EXERCISE DESCRIPTION. In the forum thread about satellite TV, what does DNS stand for?

EXCERPT PROVIDED.
--*--
What inhell is DNS? I have Direct TV and have been trying since August 1st to get my local channels in HighDef. They sent me the new HD DVR, but no one told me until I hooked it up that I needed the new bigger dish. Their website didn't tell me how big it was, nor that I would need a wider viewing area.

Now I'm trying to get a bid to trench up the hill to my backyard so my new larger dish can see the five satellites. It is now October 17th and I'm still waiting for a bid to dig a trench through my small lawn, behind some stone steps, and up the hill.

Fox and NBC let me pick up LA HD network feeds here halfway between SF and LA, but the local ABC and CBS stations won't allow me. The only reason I switched from Charter Cable to Direct TV was that Direct carries the lone Northern California station—Comcast Sports Net out of Sacramento—that we here on the CENTRAL coast can receive! Satellite TV choice surely hasn't gotten any better in the past decade.

Whose idea at the FCC was it to not let us have east coast feeds here on the west coast? Is there any national politician out there that supports the consumer?


----------



## jwittenmyer (Oct 8, 2007)

DNS stands for "Distant Network Service". If you live in an area where you cannot get your local channels over-the-air, you can pay a little extra to get the four major networks out of New York or LA. Go to the link that paulman provided and put in your ZIP code. It will tell you if you are eligible for the DNS program. If you're not, sorry, you're stuck with what you've got. It's the FCC's fault, not D*.


----------



## bubba gump (Jul 1, 2007)

Does anyone know the phone number for the ceo of DN?


----------
--*--
INFORMATION SUPPLIED.
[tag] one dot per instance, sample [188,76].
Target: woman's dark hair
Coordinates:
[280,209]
--*--
SOLUTION FOR THIS PROBLEM. Distant Network Service